Exercise details: Restate every line of the material, word for word.

Provided records:
========
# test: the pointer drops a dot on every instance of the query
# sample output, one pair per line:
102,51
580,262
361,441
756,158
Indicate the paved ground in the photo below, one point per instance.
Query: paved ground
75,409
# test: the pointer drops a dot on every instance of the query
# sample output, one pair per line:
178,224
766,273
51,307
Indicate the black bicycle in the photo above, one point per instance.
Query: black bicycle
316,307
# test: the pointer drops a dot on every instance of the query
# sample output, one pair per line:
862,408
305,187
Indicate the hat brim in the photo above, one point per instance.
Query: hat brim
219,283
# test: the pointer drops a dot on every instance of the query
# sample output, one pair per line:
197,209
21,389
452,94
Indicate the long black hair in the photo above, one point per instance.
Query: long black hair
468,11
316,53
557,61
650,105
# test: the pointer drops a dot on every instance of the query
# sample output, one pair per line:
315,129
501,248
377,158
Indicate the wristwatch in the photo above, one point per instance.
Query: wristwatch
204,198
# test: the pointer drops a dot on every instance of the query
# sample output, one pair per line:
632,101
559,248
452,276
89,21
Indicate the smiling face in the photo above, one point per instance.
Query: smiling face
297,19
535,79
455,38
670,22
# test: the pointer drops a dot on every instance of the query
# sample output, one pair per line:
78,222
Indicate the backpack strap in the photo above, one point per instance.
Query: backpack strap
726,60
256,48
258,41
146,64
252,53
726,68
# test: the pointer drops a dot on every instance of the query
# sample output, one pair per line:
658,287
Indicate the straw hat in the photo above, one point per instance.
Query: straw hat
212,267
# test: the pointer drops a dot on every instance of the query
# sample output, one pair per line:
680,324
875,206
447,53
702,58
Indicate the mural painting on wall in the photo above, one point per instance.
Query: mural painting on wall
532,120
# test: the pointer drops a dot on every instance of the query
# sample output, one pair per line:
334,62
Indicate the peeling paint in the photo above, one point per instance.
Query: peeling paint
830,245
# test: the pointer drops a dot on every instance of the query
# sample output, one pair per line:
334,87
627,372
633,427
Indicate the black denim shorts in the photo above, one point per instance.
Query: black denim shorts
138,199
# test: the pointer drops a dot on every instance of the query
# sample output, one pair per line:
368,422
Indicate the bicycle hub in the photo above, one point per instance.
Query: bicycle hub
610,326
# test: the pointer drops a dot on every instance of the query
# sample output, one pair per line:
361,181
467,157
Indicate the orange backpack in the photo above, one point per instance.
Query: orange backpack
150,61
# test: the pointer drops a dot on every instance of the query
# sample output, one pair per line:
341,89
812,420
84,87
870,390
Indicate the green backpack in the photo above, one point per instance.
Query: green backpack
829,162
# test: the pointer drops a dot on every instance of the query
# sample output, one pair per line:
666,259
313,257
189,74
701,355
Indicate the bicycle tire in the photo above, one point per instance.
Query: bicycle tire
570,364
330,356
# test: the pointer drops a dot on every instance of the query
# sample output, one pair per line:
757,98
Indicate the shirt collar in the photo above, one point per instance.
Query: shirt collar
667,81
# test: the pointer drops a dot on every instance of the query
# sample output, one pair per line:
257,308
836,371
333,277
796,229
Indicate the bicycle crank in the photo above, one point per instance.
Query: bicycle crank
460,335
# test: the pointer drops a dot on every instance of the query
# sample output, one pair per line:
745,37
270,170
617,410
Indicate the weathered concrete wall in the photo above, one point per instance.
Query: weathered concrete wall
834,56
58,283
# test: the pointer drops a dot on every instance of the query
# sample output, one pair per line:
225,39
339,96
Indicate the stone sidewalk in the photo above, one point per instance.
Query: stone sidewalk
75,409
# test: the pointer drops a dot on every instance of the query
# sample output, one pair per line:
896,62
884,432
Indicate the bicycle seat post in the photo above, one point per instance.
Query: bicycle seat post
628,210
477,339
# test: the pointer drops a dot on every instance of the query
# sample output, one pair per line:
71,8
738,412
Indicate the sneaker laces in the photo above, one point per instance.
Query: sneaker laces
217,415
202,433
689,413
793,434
========
Answer below:
# test: the pointer drops a dot on every instance of the query
# sample output, one pair per line:
102,51
580,262
361,441
756,158
Indicate the paved ground in the photo below, one point per instance.
Query: paved ground
75,409
# test: the pointer drops a dot on every instance of the query
# sample output, one pair per line:
178,224
766,273
51,307
Indicate the black bicycle in the photo above, one point per instance.
Query: black bicycle
316,307
# test: the pointer drops a dot on every instance of the query
# sample output, one pair per line:
862,408
305,187
Indicate the hat brim in the photo above, one point per instance.
Query: hat brim
219,283
# test: the pointer drops a dot on every instance of the query
# sample output, one pair per line:
197,209
21,389
452,94
Indicate the long black hair in the photo above, one point per instance.
Query: long black hair
468,11
316,53
557,61
650,105
# test: the pointer drops a dot on every instance of the query
# sample output, one pair per line:
315,129
501,248
377,158
Indicate the wristwatch in the photo above, one point per instance.
Query: wristwatch
204,198
# test: the pointer drops a dot on every instance of the query
# sample output, one pair per line:
632,101
559,248
452,276
89,21
Indicate the smiling face in the photo above, one point per instance.
Query: smiling face
297,19
535,79
455,38
670,22
# test: the pointer drops a dot on every instance of the query
# sample output, one pair per line:
78,222
Indicate the backpack strap in the photo above, one point per instance.
Query: backpack strap
726,60
256,48
258,41
146,64
252,53
726,68
# test: the pointer drops a dot on every instance of the query
# sample output, one pair per line:
658,287
Indicate the straw hat in the photo above, one point per instance.
Query: straw hat
212,267
# test: the pointer drops a dot on every instance of the query
# sample output, one pair per line:
680,324
875,206
447,53
702,58
Indicate the mural painting on wall in the photo above, one point per instance.
Query: mural painting on wall
532,120
# test: the pointer drops a dot on every instance of the query
# sample output, one pair per line:
334,62
Indicate the peeling paint in the photo above, one point per instance.
Query: peeling paint
830,245
# test: the pointer drops a dot on every instance of the query
# sample output, one pair per line:
334,87
627,372
633,427
Indicate the black denim shorts in the photo above, one point per instance.
Query: black denim shorts
138,199
# test: the pointer drops a dot on every instance of the query
# sample output, one pair per line:
368,422
Indicate the bicycle hub in the photo above, one point per instance.
Query: bicycle hub
610,326
# test: the pointer drops a dot on every instance of the query
# sample output, one pair per line:
361,181
467,157
Indicate the orange backpack in the photo above, one point per instance.
Query: orange backpack
150,61
# test: the pointer drops a dot on every instance of the query
# sample output, one pair per line:
341,89
812,420
84,87
870,390
Indicate the green backpack in the photo above, one point per instance.
Query: green backpack
829,162
# test: the pointer drops a dot on every instance of the query
# sample output, one pair per line:
666,259
313,257
189,74
701,355
Indicate the bicycle tire in the photo above, one point per instance.
Query: bicycle tire
570,364
330,356
# test: the pointer drops a dot on every instance of the query
# sample output, one pair per line:
757,98
Indicate the shirt collar in the photo above, one point per instance.
Query: shirt collar
667,81
# test: the pointer drops a dot on every instance of the query
# sample output, one pair per line:
257,308
836,371
333,277
796,229
Indicate the bicycle crank in the photo above, one point per instance.
Query: bicycle crank
460,335
# test: the pointer drops a dot on every instance of the query
# sample output, one pair per line:
745,37
270,170
617,410
Indicate the weathered concrete wall in the photo above, one point per instance.
Query: weathered concrete wall
834,56
58,283
# test: the pointer drops a dot on every instance of the query
# sample output, one pair per line:
225,39
339,96
Indicate the stone sidewalk in the photo above, one point per instance.
Query: stone sidewalk
75,409
# test: the pointer drops a dot on every instance of the query
# sample output, one pair per line:
896,62
884,432
Indicate the bicycle seat post in the photo above, one point per instance.
Query: bicycle seat post
628,210
477,339
# test: the pointer drops a dot on every instance of the query
# sample output, one pair per line:
71,8
738,412
Indicate the sneaker laces in the photo above, one point per instance.
Query: sneaker laces
217,415
202,433
689,413
793,434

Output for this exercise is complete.